## GIVEN ENTRIES
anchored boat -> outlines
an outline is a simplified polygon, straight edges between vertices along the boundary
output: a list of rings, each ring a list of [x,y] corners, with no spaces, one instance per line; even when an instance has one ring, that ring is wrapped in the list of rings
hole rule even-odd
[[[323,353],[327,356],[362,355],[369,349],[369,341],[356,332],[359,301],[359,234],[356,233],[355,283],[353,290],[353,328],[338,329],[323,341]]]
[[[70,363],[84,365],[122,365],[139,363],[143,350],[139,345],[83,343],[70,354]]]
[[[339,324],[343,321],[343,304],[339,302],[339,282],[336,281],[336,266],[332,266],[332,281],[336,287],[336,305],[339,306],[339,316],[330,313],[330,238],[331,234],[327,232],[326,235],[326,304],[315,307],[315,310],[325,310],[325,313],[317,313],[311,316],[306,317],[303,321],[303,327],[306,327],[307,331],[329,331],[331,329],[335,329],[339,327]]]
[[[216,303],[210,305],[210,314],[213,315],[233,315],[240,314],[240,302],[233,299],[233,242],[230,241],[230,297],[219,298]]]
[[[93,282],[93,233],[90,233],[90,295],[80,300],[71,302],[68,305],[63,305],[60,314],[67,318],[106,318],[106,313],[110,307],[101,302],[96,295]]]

## TASK TO COMPLETE
Reproduce word for word the stretch from the start of the rows through the line containing "hole rule even-odd", including both ends.

## WRITTEN ANSWER
anchored boat -> outlines
an outline is a simplified polygon, straight edges between vertices along the boundary
output: a list of rings, each ring a list of [x,y] corners, with no spaces, one instance per line; even when an instance has one ring, that ring is wrapped in the list of rings
hole rule even-odd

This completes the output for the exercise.